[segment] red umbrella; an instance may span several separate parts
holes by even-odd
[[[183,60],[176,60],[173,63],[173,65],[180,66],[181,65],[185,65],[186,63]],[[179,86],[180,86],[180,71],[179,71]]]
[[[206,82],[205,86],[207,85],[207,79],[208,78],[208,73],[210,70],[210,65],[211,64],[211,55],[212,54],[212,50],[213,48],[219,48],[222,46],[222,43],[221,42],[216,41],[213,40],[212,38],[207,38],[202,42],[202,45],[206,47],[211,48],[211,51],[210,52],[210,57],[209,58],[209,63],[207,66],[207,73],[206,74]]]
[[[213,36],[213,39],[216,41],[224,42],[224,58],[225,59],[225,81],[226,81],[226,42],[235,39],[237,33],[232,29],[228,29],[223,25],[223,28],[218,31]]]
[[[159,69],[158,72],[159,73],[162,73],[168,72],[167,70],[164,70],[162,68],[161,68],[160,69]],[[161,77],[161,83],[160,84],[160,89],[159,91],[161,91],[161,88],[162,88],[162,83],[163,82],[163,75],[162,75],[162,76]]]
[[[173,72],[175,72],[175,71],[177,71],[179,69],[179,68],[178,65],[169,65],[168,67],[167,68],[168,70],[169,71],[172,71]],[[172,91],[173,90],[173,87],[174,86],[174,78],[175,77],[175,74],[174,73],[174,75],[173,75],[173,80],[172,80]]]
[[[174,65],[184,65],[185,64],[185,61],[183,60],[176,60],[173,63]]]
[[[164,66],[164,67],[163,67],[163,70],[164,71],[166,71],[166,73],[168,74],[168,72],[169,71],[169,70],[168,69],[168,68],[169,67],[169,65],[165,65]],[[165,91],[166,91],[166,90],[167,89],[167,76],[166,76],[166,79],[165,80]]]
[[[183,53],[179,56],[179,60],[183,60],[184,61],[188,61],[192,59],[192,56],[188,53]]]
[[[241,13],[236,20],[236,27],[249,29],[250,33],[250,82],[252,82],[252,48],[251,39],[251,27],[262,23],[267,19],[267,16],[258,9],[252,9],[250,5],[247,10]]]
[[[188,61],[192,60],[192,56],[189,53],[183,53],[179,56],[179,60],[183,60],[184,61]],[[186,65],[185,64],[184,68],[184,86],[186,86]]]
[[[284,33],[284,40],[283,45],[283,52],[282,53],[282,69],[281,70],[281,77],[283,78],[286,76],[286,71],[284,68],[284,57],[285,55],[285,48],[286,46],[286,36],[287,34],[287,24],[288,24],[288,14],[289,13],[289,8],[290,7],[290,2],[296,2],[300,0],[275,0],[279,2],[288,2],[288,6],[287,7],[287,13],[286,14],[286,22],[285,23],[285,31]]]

### Exercise aim
Print the material once more, exactly.

### Exercise result
[segment] red umbrella; an instance may span several separate parts
holes by even-odd
[[[183,60],[176,60],[173,63],[173,65],[180,66],[181,65],[185,65],[186,63]],[[179,86],[180,86],[180,71],[179,71]]]
[[[206,82],[205,86],[207,85],[207,79],[208,78],[208,73],[210,70],[210,65],[211,64],[211,55],[212,54],[212,50],[213,48],[219,48],[222,46],[222,43],[221,42],[216,41],[213,40],[212,38],[207,38],[202,42],[202,45],[206,47],[211,48],[211,51],[210,52],[210,57],[209,58],[209,63],[207,66],[207,73],[206,74]]]
[[[213,36],[213,39],[216,41],[224,42],[224,58],[225,59],[225,81],[226,81],[226,42],[235,39],[237,33],[232,29],[228,29],[223,25],[223,28],[218,31]]]
[[[159,69],[158,72],[159,73],[162,73],[168,72],[167,70],[164,70],[162,68],[161,68],[160,69]],[[161,77],[161,83],[160,84],[160,89],[159,91],[161,91],[161,88],[162,88],[162,83],[163,82],[163,75],[162,75],[162,76]]]
[[[173,72],[175,72],[175,71],[177,71],[179,69],[179,68],[178,65],[169,65],[168,67],[167,68],[168,70],[169,71],[172,71]],[[172,91],[173,90],[173,87],[174,86],[174,78],[175,77],[175,74],[174,73],[174,75],[173,75],[173,80],[172,80]]]
[[[174,65],[184,65],[185,64],[185,61],[183,60],[176,60],[173,63]]]
[[[164,66],[164,67],[163,67],[163,70],[164,71],[166,71],[166,73],[168,74],[168,72],[169,71],[169,70],[168,69],[168,68],[169,67],[169,65],[165,65]],[[165,91],[166,91],[166,90],[167,89],[167,76],[166,76],[166,79],[165,80]]]
[[[183,53],[179,56],[179,60],[183,60],[184,61],[188,61],[192,59],[192,56],[188,53]]]
[[[241,13],[236,20],[236,27],[249,29],[250,33],[250,82],[252,82],[252,48],[251,39],[251,27],[262,23],[267,19],[267,16],[258,9],[252,9],[250,5],[247,10]]]
[[[188,61],[192,60],[192,56],[189,53],[183,53],[179,56],[179,60],[183,60],[184,61]],[[186,65],[185,64],[184,68],[184,86],[186,86]]]
[[[284,33],[284,40],[283,45],[283,52],[282,53],[282,69],[281,70],[281,77],[283,78],[286,76],[286,71],[284,68],[284,57],[285,55],[285,48],[286,46],[286,36],[287,34],[287,24],[288,24],[288,14],[289,13],[289,8],[290,7],[290,2],[296,2],[300,0],[275,0],[279,2],[288,2],[288,6],[287,7],[287,13],[286,14],[286,22],[285,23],[285,31]]]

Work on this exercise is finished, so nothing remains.